What is needed is an exact copy of the listing, with no pictures in it.

....................

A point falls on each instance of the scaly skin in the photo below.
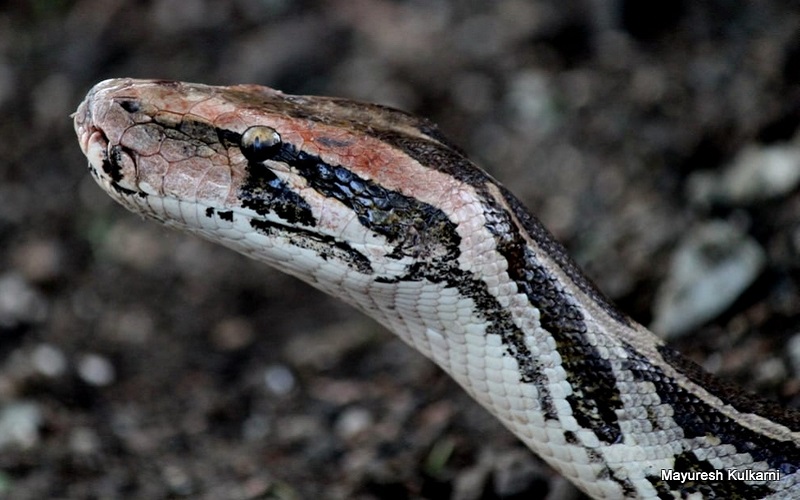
(375, 207)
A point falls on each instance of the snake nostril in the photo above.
(130, 106)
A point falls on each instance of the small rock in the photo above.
(84, 441)
(48, 360)
(352, 422)
(96, 370)
(279, 380)
(756, 174)
(19, 424)
(20, 303)
(711, 267)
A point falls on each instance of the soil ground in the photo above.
(139, 363)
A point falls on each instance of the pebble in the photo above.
(20, 303)
(279, 380)
(96, 370)
(352, 422)
(710, 268)
(19, 424)
(756, 174)
(48, 360)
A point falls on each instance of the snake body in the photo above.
(376, 207)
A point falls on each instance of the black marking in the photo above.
(730, 394)
(112, 163)
(698, 419)
(112, 167)
(330, 142)
(417, 229)
(724, 488)
(425, 233)
(327, 247)
(595, 399)
(264, 193)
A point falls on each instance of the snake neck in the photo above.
(374, 206)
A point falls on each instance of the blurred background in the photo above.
(657, 140)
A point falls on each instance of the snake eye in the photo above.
(260, 143)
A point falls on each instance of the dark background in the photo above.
(139, 363)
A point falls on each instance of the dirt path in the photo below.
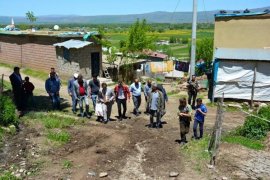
(125, 150)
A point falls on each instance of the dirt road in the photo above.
(124, 150)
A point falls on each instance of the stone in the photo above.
(174, 174)
(103, 174)
(91, 173)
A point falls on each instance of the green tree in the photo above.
(31, 17)
(204, 50)
(138, 40)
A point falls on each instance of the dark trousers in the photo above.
(147, 107)
(120, 103)
(155, 113)
(55, 98)
(192, 97)
(74, 103)
(195, 125)
(137, 103)
(19, 100)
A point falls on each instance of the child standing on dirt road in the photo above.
(184, 114)
(199, 117)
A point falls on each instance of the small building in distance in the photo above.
(242, 56)
(66, 52)
(157, 56)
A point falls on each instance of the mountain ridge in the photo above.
(151, 17)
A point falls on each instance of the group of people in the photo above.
(103, 98)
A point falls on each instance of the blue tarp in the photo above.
(89, 34)
(243, 54)
(240, 14)
(73, 44)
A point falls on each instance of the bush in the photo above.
(7, 111)
(255, 128)
(61, 137)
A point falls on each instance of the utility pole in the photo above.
(193, 40)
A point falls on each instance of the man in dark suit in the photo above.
(16, 82)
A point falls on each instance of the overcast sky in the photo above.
(114, 7)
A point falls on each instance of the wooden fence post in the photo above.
(216, 134)
(2, 84)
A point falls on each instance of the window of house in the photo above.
(66, 54)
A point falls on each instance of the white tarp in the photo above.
(235, 79)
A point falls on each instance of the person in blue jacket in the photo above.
(200, 113)
(52, 86)
(71, 92)
(136, 90)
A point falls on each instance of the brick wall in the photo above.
(80, 60)
(38, 53)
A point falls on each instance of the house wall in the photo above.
(80, 60)
(38, 53)
(242, 32)
(28, 51)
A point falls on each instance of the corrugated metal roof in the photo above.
(240, 14)
(73, 44)
(242, 54)
(158, 55)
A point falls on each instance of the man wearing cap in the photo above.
(136, 89)
(122, 94)
(52, 86)
(155, 104)
(81, 93)
(94, 86)
(106, 96)
(71, 93)
(147, 91)
(17, 89)
(193, 87)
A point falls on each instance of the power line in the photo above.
(204, 9)
(178, 2)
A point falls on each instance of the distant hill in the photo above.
(153, 17)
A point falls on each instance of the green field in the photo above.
(177, 49)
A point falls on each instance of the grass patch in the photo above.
(61, 136)
(249, 143)
(6, 175)
(37, 74)
(51, 122)
(196, 151)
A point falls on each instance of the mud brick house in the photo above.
(68, 53)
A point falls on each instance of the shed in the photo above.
(240, 73)
(66, 52)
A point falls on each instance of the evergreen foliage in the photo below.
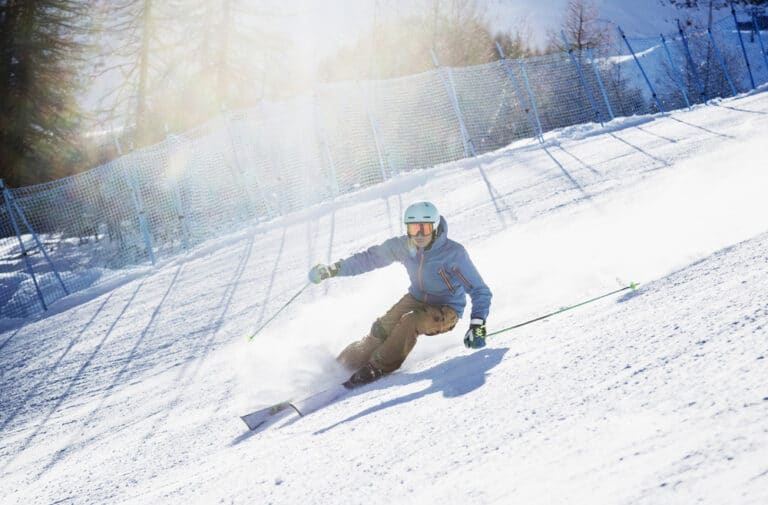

....................

## RESPONSE BELOW
A point falls on each instance of the scaly skin in the photo below.
(375, 207)
A point falls on each instance of the snake nostril in the photo above.
(130, 106)
A point falls on each instance of the small rock in the photo above.
(84, 441)
(48, 360)
(352, 422)
(96, 370)
(279, 380)
(756, 174)
(19, 424)
(20, 303)
(711, 267)
A point falls on each instance of the soil ground in the photo above.
(139, 363)
A point falls on each instance of the pebble in the photo above.
(20, 303)
(279, 380)
(96, 370)
(352, 422)
(710, 268)
(19, 424)
(756, 174)
(48, 360)
A point falls on each instance of the snake body in the photo above.
(376, 207)
A point falls on each instance of the black marking in the photo above.
(730, 394)
(112, 163)
(698, 419)
(112, 167)
(330, 142)
(417, 229)
(724, 488)
(425, 233)
(327, 247)
(595, 399)
(264, 193)
A point falls on each instance of the snake neck in the photo above.
(374, 206)
A point falls on each instance of the blurred background in the photo above.
(657, 140)
A point falls on each instance of the snake eye in the photo above.
(260, 143)
A point falls on each instance of the dark background in the photo above.
(139, 363)
A point falls on each instance of the dirt path in the photo below.
(125, 150)
A point falls on each instance of the dirt road in the photo above.
(124, 150)
A point falls on each instance of the stone in the photo above.
(174, 174)
(103, 174)
(91, 173)
A point falls on each instance of the green tree in the photo above.
(31, 17)
(204, 50)
(138, 40)
A point falls on each instance of the dark trousers in the photo above.
(147, 107)
(120, 103)
(155, 113)
(55, 98)
(192, 97)
(74, 103)
(195, 125)
(137, 103)
(19, 100)
A point falls on each instance of the child standing on dirt road in the photo above.
(184, 114)
(199, 117)
A point falls on each instance of the small building in distance in the photo above.
(242, 56)
(66, 52)
(157, 56)
A point falls on each instance of the mountain ridge in the photo above.
(151, 17)
A point falls on each instance of the group of people in the photo above.
(103, 98)
A point falls on each instance of the blue tarp in the photo above.
(89, 34)
(243, 54)
(240, 14)
(73, 44)
A point falls on each instance of the bush in the photo above.
(7, 111)
(255, 128)
(61, 137)
A point falls on each instance of the utility pole in the photo above.
(193, 40)
A point falls on each instance of the man in dark suit in the photo above.
(16, 82)
A point falls on each instance of the overcast sky in the photo above.
(114, 7)
A point falls on each instance of the wooden fence post in the photo above.
(216, 134)
(2, 84)
A point falls on each instance of the window of house in the photo above.
(66, 54)
A point falls on each instance of the white tarp in the photo above.
(235, 79)
A point falls on each instance of the person in blue jacket in the photo above.
(200, 113)
(52, 86)
(71, 92)
(136, 90)
A point falls on each instance of the brick wall in the photo above.
(80, 60)
(38, 53)
A point falls on each instance of the house wall in the photo above.
(80, 60)
(38, 53)
(242, 32)
(28, 51)
A point falls on each instance of the corrugated metal roof in the photo above.
(240, 14)
(73, 44)
(242, 54)
(158, 55)
A point falls on each instance of the man wearing cap in the photo above.
(136, 89)
(122, 94)
(52, 86)
(155, 104)
(81, 93)
(94, 86)
(106, 96)
(71, 93)
(147, 91)
(17, 89)
(193, 87)
A point falls on each instance of the power line in the photo above.
(204, 9)
(178, 2)
A point falls on each instance of the distant hill in the photo above.
(153, 17)
A point falls on each instance of the green field in the photo above.
(177, 49)
A point falls on each instance of the grass patch in the photo above.
(61, 136)
(249, 143)
(6, 175)
(37, 74)
(51, 122)
(196, 151)
A point falls on each instance of the mud brick house in the photo above.
(68, 53)
A point falls on each instance of the shed in the photo above.
(240, 73)
(66, 52)
A point falls on each instance of the evergreen foliage in the photo below.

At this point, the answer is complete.